(SELECTED TEXT)

# # # #

1963 Volvo P1800 Racer
There aren’t so many Volvo P1800s in Historic racing, though maybe there should be — as both history and this brilliant build would suggest.
Words John Simister
Photography Jayson Fong
Just like those surprising Le Mans entrants
SAINT OF THE CIRCUIT
Revenge was sweet for Enzo Ferrari in February 1967 s Daytona 24 Hours, that year’s first World Sportscar Championship endurance race.
‘THE VOLVO HAD A STRONG PRESENCE IN CLUB-LEVEL RACING, BUT ITS SHOWING IN THE GREAT ENDURANCE RACES HAS SLIPPED UNDER THE RADAR’
Having been humiliated the previous June at Le Mans as three 7.0-litre Ford GT40 Mklls finished almost abreast in the top three places, the Ferrari team reprised that stunt at Daytona with two brand new 330 P4s and a P3 mostly modified to the new specification. The sole Ford Mkll to finish managed a lowly seventh, between two smaller-engined GT40s.
Two more Fords were in the top 12: a Mustang and a Falcon. Porsches — a 910, a 906 and two 911s — filled the rest of the dozen. And what was in 13th place? A Volvo P1800.
Fuel economy — so fewer pit stops — and reliability were key to the success of Volvo drivers John Tremblay and Larry Perkins, the latter not the Australian of the same name who briefly flirted with Formula 1. Yet theirs seemed a surprising choice of machine. Or was it?
In Europe (especially its native Sweden) and in the US, the Volvo had quite a strong presence in 1960s club-level racing, but it’s the model’s showing in the great endurance races that has slipped under the radar. True, placings in the 20s and the 30s hardly merited mentions in the international motorsport press, but right from the P1800’s first full year in competition (1962) the cars finished and beat much more glamorous machinery that did not. A photograph from 1962’s Nurburgring 1000km (above) shows two Volvos already well ahead of a Ferrari, an E-type and a Cobra after the Le Mans-style start, for the simple reason that it was easier to get going in a P1800 than in those racier but more cramped machines.

# # # #

Stored items:
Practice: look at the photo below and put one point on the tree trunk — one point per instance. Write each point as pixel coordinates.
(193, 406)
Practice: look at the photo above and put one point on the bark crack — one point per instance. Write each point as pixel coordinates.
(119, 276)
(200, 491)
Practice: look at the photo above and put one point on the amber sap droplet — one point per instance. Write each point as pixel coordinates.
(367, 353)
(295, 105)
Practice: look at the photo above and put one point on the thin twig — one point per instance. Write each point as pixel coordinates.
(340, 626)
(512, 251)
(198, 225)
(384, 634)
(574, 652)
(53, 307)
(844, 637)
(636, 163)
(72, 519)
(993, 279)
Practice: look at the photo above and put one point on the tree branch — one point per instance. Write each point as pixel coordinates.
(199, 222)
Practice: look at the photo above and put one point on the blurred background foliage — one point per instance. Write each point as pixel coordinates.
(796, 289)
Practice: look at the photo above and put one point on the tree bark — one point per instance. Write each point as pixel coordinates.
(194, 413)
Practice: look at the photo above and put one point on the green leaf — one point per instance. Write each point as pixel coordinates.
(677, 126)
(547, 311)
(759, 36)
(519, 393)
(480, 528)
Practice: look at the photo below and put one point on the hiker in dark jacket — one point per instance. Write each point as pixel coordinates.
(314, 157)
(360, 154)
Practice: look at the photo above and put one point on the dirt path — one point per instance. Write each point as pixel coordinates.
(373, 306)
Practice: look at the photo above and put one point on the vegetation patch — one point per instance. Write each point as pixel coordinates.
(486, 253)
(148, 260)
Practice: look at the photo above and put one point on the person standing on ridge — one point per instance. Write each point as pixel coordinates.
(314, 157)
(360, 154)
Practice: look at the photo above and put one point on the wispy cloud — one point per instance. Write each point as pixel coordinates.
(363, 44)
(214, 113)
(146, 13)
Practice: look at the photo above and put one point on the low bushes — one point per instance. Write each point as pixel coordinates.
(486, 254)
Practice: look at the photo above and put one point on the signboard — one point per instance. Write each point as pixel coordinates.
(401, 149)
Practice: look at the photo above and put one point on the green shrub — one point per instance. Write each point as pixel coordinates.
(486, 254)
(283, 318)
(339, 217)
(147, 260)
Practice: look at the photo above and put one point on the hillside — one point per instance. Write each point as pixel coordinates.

# # # #

(WHAT YOU WILL DO)
1: Where did a Volvo P1800 finish in the 1967 Daytona 24 Hours, according to the Volvo P1800 article?
2: Return the passage of the Volvo P1800 article from "Words John Simister" up to and including "Championship endurance race.".
These items come from a separate source.

(ANSWERS)
1: 13th place

2:
Words John Simister
Photography Jayson Fong
Just like those surprising Le Mans entrants
SAINT OF THE CIRCUIT
Revenge was sweet for Enzo Ferrari in February 1967 s Daytona 24 Hours, that year’s first World Sportscar Championship endurance race.